··· Material provided

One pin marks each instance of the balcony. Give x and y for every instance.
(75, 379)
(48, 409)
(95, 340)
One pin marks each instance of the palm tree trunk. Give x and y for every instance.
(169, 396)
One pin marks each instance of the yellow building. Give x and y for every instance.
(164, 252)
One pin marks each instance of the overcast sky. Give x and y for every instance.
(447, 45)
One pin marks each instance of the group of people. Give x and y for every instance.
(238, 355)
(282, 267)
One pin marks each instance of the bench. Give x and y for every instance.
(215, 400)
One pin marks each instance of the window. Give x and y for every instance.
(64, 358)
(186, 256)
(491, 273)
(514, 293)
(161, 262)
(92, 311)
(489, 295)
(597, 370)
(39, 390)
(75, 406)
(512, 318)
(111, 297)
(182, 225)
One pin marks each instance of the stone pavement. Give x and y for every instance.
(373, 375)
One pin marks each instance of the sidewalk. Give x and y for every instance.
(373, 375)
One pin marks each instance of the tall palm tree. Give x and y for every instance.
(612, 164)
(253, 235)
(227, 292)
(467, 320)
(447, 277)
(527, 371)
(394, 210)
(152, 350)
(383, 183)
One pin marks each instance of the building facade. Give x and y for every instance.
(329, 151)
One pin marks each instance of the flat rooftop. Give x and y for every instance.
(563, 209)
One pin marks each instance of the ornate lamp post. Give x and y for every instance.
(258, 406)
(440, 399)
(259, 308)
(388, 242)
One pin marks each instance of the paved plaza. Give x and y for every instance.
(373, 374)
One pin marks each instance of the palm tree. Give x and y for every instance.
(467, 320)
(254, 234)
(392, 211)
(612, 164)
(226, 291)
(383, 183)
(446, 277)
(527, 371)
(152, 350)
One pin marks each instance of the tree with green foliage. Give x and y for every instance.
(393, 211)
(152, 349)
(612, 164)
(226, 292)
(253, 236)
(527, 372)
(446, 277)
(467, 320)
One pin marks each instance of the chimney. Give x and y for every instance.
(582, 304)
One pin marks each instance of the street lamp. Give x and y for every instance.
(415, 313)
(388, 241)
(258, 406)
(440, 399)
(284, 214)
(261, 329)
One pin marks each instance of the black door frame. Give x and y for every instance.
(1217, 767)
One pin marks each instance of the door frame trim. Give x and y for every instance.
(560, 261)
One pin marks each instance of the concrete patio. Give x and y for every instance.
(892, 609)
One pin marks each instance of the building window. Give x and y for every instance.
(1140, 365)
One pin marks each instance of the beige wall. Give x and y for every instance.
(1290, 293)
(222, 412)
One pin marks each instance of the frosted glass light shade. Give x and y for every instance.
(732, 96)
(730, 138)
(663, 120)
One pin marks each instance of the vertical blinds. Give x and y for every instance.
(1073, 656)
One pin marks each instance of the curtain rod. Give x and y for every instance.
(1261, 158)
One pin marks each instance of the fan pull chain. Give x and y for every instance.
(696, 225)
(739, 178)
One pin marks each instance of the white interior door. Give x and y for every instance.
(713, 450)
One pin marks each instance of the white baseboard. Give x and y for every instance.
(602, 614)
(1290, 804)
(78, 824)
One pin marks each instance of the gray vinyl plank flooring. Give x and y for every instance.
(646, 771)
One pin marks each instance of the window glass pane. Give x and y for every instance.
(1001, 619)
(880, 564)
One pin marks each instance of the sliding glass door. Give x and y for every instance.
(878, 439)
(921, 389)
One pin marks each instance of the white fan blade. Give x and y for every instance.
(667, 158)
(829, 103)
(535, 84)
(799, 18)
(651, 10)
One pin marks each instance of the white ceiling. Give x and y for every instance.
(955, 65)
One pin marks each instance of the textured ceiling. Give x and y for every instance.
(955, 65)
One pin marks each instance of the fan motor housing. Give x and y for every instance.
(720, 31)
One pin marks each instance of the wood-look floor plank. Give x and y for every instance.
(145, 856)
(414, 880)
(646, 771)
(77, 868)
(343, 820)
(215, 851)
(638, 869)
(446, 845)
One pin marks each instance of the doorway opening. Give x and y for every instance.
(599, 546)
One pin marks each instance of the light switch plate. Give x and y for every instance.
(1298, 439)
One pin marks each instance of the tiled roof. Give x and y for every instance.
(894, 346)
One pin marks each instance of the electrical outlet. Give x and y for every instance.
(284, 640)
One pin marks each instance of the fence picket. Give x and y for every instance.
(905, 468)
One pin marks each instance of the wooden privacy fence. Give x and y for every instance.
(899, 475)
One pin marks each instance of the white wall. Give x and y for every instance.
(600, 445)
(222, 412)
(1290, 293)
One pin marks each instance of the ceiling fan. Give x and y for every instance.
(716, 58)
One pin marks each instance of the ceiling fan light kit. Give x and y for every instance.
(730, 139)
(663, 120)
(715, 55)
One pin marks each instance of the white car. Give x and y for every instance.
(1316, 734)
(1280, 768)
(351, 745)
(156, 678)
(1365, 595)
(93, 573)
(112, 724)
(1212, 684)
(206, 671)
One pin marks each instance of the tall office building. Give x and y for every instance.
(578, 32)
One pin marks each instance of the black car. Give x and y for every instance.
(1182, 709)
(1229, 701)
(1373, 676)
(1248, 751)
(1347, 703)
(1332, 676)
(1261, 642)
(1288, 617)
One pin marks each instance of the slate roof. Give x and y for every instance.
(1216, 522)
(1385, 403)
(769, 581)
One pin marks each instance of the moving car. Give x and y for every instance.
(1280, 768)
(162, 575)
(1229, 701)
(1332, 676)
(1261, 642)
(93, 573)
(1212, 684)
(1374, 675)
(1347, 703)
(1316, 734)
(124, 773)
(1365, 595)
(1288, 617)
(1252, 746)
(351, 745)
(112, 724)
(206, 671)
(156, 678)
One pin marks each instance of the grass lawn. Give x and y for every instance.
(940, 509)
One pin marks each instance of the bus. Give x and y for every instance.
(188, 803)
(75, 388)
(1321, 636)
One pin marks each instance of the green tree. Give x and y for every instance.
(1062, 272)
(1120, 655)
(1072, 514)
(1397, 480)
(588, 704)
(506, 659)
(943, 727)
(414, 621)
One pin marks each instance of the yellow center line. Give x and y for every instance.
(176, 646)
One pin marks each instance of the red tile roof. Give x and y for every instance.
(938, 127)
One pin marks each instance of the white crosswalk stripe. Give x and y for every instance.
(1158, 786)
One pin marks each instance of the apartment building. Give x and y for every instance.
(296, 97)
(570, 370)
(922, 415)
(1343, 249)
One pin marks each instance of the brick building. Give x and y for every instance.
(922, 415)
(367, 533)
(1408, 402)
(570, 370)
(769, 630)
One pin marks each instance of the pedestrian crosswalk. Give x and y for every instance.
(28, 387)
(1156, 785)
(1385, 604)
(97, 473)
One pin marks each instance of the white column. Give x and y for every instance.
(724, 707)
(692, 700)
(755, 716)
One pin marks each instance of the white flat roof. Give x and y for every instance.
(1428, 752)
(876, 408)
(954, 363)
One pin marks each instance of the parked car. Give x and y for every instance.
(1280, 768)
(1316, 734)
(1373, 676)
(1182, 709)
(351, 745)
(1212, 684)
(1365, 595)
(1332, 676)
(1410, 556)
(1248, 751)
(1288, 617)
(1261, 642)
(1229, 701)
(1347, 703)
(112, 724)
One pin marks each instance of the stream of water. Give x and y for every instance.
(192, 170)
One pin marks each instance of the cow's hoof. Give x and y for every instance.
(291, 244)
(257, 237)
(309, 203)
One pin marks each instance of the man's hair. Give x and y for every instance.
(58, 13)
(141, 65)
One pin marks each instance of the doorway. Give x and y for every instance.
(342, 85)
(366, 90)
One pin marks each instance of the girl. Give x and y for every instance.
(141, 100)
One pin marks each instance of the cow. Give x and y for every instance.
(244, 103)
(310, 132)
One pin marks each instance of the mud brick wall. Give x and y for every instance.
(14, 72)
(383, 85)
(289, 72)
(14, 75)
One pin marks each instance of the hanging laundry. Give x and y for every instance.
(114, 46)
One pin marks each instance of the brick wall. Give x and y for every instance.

······

Rewrite the stretch of the records from the line containing "One pin marks each instance of the white car." through the line containing "(1158, 786)", changing every "pin" to "dot" and leaving everything else as it is.

One dot marks each instance of the white car. Give x and y for every instance.
(1316, 734)
(1280, 768)
(351, 745)
(156, 678)
(1365, 595)
(93, 573)
(112, 724)
(1212, 684)
(206, 671)
One dot marks each instance of the tall office building. Give x and y for every instance.
(578, 32)
One dot marks each instance of the black car. Give x and y for every instance.
(1182, 709)
(1229, 701)
(1373, 676)
(1248, 751)
(1347, 703)
(1332, 676)
(1261, 642)
(1288, 617)
One dot marks each instance of the slate roof. Give x and y for every instance.
(1216, 522)
(1385, 403)
(769, 581)
One dot marks each instance of the moving car. Give x and y for every instance.
(1280, 768)
(162, 575)
(1229, 701)
(1332, 676)
(1261, 642)
(93, 573)
(1212, 684)
(1374, 675)
(1347, 703)
(1316, 734)
(124, 773)
(1365, 595)
(1288, 617)
(1252, 746)
(351, 745)
(112, 724)
(206, 671)
(156, 678)
One dot marks each instance of the grass lawn. Give x and y for every instance.
(940, 509)
One dot marks each instance of the bus. Give x and y for every instance.
(188, 803)
(75, 388)
(1321, 636)
One dot marks each instance of the green tree. Give x and y for every instance.
(1062, 272)
(1120, 655)
(1072, 514)
(1397, 480)
(588, 704)
(506, 659)
(943, 727)
(414, 621)
One dot marks each instance of the yellow center line. Give x and y for every instance.
(176, 646)
One dot marks each instance of the red tile roof. Give x and y for every instance.
(938, 127)
One dot marks each instance of the white crosswalk stripe. Give x and y for every instance.
(1158, 786)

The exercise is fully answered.